- _Assignment_
Only one span of the listing below should come back. It runs from the line with "Target: shadow on wall" through the line with "[locate] stone staircase", and each of its lines must be reproduced exactly.

····················

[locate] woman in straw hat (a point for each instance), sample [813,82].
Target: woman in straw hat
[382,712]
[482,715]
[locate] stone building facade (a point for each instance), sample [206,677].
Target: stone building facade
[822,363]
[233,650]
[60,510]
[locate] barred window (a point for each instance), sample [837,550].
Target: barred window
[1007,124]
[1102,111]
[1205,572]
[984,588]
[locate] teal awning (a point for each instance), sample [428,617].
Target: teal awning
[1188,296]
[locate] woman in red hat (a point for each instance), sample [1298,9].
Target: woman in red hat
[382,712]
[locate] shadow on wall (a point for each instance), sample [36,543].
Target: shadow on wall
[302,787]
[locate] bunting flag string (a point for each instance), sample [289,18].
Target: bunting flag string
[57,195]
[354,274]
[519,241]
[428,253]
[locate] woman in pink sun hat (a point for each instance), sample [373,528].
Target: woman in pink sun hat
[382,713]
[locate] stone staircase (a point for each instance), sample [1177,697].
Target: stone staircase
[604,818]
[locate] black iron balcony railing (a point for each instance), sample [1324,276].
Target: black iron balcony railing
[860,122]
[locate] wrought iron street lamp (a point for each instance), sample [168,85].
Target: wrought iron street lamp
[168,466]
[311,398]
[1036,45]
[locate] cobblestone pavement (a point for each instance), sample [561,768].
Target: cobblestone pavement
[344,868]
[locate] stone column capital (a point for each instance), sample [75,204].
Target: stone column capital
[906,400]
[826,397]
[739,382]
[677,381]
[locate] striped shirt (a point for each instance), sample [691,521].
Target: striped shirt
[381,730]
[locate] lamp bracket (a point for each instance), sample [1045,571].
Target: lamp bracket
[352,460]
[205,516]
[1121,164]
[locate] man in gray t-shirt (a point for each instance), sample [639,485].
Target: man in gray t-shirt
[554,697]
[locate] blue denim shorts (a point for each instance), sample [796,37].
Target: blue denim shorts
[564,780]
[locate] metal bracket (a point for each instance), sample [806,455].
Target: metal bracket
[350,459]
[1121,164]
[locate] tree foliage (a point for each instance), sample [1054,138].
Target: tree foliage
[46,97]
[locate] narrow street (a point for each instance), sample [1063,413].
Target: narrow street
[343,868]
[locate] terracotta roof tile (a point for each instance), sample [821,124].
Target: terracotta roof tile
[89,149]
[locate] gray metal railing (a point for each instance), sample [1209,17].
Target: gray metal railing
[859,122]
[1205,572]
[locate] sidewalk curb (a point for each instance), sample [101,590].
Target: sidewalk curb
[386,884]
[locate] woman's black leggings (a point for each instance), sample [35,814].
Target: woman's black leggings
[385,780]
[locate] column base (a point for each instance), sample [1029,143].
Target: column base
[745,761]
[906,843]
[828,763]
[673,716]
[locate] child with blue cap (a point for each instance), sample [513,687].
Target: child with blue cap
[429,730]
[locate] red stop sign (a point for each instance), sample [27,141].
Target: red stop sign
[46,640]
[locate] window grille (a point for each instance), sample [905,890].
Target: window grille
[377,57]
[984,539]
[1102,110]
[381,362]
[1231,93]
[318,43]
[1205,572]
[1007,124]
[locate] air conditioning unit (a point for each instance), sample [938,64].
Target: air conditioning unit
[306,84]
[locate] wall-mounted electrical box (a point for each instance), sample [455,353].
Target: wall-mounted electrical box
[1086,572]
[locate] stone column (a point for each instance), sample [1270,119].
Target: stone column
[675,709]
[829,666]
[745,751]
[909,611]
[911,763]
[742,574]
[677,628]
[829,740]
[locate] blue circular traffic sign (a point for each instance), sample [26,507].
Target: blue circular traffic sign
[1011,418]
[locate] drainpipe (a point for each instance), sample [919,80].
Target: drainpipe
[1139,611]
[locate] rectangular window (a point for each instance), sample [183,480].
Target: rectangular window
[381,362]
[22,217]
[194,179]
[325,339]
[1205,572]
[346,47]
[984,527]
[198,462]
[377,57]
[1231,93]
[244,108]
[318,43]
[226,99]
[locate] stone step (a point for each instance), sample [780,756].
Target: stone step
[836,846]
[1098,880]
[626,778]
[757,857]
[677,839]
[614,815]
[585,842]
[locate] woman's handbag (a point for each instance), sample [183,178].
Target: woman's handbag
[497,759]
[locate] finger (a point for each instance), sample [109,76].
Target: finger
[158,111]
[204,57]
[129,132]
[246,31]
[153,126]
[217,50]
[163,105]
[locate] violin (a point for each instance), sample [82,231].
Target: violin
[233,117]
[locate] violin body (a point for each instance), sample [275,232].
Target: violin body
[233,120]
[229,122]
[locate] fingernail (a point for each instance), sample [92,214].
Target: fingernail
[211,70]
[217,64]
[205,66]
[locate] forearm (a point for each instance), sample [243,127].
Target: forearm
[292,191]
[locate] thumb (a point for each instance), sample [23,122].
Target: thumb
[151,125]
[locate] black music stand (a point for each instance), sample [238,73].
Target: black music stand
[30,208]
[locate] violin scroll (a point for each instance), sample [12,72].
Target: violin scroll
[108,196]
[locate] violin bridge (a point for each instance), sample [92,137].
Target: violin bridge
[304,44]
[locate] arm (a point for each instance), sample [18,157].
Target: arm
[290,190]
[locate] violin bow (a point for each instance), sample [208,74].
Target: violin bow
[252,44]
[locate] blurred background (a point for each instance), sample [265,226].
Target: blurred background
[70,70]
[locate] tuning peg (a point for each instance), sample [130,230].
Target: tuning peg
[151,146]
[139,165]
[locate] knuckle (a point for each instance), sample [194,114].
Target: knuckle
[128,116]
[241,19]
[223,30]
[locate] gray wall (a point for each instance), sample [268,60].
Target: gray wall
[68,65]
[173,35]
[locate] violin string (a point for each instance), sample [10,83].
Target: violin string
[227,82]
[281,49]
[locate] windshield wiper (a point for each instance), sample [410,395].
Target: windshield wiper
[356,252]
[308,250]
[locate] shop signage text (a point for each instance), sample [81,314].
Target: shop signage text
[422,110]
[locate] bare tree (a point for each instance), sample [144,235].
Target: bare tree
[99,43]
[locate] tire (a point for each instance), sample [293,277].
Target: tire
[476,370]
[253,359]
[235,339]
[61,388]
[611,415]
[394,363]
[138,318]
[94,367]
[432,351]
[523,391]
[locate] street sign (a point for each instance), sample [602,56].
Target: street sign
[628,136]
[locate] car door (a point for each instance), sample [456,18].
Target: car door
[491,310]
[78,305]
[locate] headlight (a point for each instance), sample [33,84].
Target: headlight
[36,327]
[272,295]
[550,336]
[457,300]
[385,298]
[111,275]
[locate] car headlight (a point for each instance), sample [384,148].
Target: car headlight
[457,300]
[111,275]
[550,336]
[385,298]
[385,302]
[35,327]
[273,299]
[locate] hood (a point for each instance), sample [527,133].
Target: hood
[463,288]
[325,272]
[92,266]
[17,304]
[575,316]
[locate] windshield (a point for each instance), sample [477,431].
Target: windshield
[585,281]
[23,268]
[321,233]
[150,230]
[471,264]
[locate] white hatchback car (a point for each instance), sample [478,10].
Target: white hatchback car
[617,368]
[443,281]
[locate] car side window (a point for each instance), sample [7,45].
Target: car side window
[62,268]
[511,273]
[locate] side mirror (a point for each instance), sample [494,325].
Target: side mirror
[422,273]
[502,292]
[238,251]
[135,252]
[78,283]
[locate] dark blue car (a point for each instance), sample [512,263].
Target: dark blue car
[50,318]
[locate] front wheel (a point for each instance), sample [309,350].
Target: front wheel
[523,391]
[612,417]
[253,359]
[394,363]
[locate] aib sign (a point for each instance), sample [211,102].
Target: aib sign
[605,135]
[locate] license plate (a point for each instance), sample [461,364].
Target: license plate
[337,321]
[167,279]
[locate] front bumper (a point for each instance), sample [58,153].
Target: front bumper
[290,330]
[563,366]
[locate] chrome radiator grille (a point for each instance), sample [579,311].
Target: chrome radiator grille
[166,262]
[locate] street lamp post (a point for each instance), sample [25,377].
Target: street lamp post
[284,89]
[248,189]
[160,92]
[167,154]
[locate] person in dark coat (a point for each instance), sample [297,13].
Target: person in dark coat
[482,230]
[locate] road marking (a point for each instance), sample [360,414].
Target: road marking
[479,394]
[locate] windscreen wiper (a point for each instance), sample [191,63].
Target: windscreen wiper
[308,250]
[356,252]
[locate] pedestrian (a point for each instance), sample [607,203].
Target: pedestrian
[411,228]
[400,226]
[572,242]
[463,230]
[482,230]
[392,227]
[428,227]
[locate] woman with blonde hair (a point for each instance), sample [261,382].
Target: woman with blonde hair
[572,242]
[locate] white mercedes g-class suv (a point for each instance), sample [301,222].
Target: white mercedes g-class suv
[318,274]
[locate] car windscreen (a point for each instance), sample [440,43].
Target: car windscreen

····················

- _Result_
Target: shadow on wall
[302,787]
[locate] bunting flag string (a point for each instance), sample [289,18].
Target: bunting flag string
[57,195]
[354,274]
[519,241]
[428,253]
[locate] woman in pink sun hat (a point for each instance), sample [373,528].
Target: woman in pink sun hat
[382,713]
[locate] stone staircase (a point for each instance), sample [1177,697].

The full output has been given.